→ 正文

>>>>

词汇释义
supple TEM8IELTS GRE
UK /ˈsʌp.əl/ US /ˈsʌp.əl/
1. adj, A supple object or material bends or changes shape easily without cracking or breaking.(物体、材料)易弯曲的,柔软的,柔韧的
2. adj, A supple person can move and bend their body very easily.人灵活的,柔韧性好的
外刊例句
1. A narrow win for Bayern Munich on the night – and a comfortable Barcelona victory overall – was just reward for Luis Enrique's team, who were again wonderfully supple and incisive in attack when it mattered.(The Guardian - Sport)
2. I think that a child does not feel the sublime because a child need not, perhaps cannot, confront the limitations of his or her language – language, for a child, is already miraculous, supple, generous in its association, tragic, hilarious, disproportionate and huge.(The Guardian)
3. The app would then function as both journey planner and universal payment platform, knitting everything from driverless cars and nimble little buses to shared bikes and ferries into a single, supple mesh of mobility.(The Guardian)
4. Maillot's choreography showcases all the delicate expressiveness of her long arms and cantilevered back, and while it maximises the virtuoso power of her supple legs and feet, it also probes the pressures and conflicts she carries with her as a world-class ballerina.(The Guardian)

<<<<

→ 任务要求 A
请把记录里从含有“Where can the metal”的那一行起，到含有“point(1454, 694)”的那一行为止（含首尾两行）的各行排成编号列表，空行不计。
该词条与这些记录之间没有任何关联。

→ 所给记录
>>>>

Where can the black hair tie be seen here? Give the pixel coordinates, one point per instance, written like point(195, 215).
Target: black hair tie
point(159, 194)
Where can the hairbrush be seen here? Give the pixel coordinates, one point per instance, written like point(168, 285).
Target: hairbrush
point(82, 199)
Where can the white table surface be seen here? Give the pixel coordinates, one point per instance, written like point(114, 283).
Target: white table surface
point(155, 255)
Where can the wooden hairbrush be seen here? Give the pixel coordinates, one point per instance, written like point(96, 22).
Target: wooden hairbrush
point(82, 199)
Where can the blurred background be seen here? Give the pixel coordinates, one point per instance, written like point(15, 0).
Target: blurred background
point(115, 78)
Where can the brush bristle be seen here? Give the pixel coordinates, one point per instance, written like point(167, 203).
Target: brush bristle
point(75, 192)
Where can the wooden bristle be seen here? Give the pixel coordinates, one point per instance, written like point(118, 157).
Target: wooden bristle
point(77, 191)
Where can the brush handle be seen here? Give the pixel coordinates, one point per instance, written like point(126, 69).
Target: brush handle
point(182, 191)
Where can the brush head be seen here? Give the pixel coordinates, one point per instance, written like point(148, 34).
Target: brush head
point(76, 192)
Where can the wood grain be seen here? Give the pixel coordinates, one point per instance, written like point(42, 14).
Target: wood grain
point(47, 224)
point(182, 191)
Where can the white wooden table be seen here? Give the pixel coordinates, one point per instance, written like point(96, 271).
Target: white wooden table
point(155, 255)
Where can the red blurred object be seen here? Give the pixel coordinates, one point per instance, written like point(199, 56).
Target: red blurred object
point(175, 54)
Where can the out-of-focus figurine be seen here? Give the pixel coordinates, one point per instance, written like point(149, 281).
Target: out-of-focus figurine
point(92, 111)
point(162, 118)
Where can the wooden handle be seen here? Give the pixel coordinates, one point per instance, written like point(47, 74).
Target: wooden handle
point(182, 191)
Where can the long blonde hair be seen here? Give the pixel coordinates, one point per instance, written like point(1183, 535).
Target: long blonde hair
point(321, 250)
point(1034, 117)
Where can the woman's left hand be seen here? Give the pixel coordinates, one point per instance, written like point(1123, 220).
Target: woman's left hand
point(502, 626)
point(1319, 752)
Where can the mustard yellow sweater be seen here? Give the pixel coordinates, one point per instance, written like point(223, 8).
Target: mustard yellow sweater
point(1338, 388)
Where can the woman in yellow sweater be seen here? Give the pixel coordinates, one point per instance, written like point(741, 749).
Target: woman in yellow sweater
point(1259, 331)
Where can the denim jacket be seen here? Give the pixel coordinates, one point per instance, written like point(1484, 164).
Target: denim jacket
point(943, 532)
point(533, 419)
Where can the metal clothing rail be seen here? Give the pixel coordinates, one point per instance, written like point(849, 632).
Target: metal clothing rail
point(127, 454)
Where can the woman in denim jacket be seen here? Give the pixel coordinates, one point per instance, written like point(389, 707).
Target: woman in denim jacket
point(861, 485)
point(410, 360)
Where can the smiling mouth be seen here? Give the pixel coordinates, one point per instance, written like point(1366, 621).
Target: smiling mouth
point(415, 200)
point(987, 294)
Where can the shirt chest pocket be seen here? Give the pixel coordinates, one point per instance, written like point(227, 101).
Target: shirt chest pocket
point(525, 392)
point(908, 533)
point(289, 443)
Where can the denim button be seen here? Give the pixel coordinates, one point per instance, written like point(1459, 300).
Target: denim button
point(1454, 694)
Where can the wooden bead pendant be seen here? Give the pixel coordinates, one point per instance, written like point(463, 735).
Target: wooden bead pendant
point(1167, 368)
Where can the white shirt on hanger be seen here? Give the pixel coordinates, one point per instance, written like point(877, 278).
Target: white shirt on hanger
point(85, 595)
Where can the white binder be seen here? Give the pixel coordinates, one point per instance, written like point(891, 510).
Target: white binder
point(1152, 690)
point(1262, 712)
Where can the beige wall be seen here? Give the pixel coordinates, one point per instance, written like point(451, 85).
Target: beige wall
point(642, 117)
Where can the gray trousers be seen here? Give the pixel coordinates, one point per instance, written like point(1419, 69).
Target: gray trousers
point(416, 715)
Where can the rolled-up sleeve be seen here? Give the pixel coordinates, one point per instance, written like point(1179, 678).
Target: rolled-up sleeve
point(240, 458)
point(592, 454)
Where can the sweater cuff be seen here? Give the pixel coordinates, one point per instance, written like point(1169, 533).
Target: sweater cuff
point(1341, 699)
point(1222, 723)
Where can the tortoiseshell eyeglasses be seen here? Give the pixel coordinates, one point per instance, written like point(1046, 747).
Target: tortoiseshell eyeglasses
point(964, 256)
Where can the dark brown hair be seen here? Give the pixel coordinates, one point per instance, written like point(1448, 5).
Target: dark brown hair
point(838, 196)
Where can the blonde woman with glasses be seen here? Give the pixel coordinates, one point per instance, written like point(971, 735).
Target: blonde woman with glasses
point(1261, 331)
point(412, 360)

<<<<

→ 任务要求 B
列出该词条为单词 supple 标注的全部考试类别标签。

→ 最终答案 A
1. Where can the metal clothing rail be seen here? Give the pixel coordinates, one point per instance, written like point(849, 632).
2. Target: metal clothing rail
3. point(127, 454)
4. Where can the woman in denim jacket be seen here? Give the pixel coordinates, one point per instance, written like point(389, 707).
5. Target: woman in denim jacket
6. point(861, 485)
7. point(410, 360)
8. Where can the smiling mouth be seen here? Give the pixel coordinates, one point per instance, written like point(1366, 621).
9. Target: smiling mouth
10. point(415, 200)
11. point(987, 294)
12. Where can the shirt chest pocket be seen here? Give the pixel coordinates, one point per instance, written like point(227, 101).
13. Target: shirt chest pocket
14. point(525, 392)
15. point(908, 533)
16. point(289, 443)
17. Where can the denim button be seen here? Give the pixel coordinates, one point per instance, written like point(1459, 300).
18. Target: denim button
19. point(1454, 694)

→ 最终答案 B
TEM8、IELTS、GRE